Cleaning can seem like a daunting task. In fact, the only thing worse than a normal clean, is a spring clean. But once the cobwebs are gone and the dust has settled – reassessing your surroundings becomes much easier. The same can be said for cleaning up your finances. While it may seem daunting at first, you will undoubtedly see the financial fruits of your labour. So here is our spring cleaning financial checklist to help you chase those pesky skeletons (or debts) out of your closet.
1. Cut the fat
So, maybe you’ve been in hibernation these past few months. You may have neglected your savings account by ordering takeaways from the couch and resorted to retail therapy to chase away the winter blues. But with the summer months (and Christmas) approaching, it’s time to whip your finances into shape. Go through your recent bank statements and highlight the areas you spend the most money. If you’ve noticed a pattern, consider cutting down in this area.
2. Review your bills – are you getting the best deal possible?
It can be difficult to find the time to review all your bills and ensure you’re getting the best possible deal. But – like anything worth doing – you’ve got to commit the time. Without research how can you expect to know what the best deals are? There are many comparison sites that let you compare service providers to see who provides the best value for you.
3. Reconsider your goals
What are your three most important financial goals? If you don’t have any yet, think of some and write them down. Once you’ve done this, plan how you’ll achieve these goals and plot them into a calendar.
4. Assess your home and contents
The start of spring is the perfect time to review your personal items and consider what is essential. You might be planning to renovate or restyle your home for the new season. But before you open your wallet look around - is there anything you could sell to cover these cost?’ Likewise if you’re looking to update your wardrobe with some new summer threads, think about selling your winter wears first for some extra cash.

Work instructions:
1: According to the financial checklist, what should you think about selling before updating your wardrobe with summer clothes?
2: Carry on the financial checklist from the point where it stops.
The material after this is separate from the financial checklist.

Data for review:
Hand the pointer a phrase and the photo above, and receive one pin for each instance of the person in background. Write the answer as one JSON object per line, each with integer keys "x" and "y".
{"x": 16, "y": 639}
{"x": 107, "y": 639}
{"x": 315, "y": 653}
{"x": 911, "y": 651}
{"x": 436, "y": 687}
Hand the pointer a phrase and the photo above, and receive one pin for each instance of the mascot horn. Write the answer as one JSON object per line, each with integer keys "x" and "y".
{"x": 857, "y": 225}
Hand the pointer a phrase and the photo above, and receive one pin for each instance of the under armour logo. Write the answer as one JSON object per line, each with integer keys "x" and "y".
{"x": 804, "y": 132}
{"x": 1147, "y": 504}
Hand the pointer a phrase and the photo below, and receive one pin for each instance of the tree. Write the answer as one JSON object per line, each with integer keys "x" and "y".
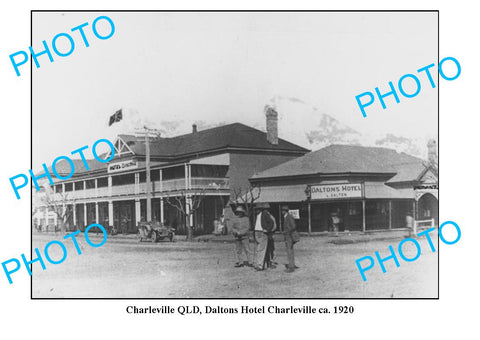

Per-task outputs:
1: Your winter wears, for some extra cash.

2:
5. Sort out your paperwork
If your paperwork is scattered around the house, your tax invoices pre-date the internet or you’re harbouring bills from the 80s – it might be time to get organised. The first step to making a change is to bring everything together, keep what’s relevant and shred the rest. Consider purchasing a filing cabinet or folder too, that way you know exactly where all your paperwork is at all times. If you do your billing online, try filing your bills in folders on your computer to ensure you don’t lose them.
6. Create your own financial calendar
Most people have no issues creating social or work calendars, but when it comes to finance this is far less common. In order to plan for the future, you need to plot your goals onto a timeline and continually adjust this according to your progress. Computer or mobile application calendars are perfect for this, as they’ll provide reminders to keep you on track.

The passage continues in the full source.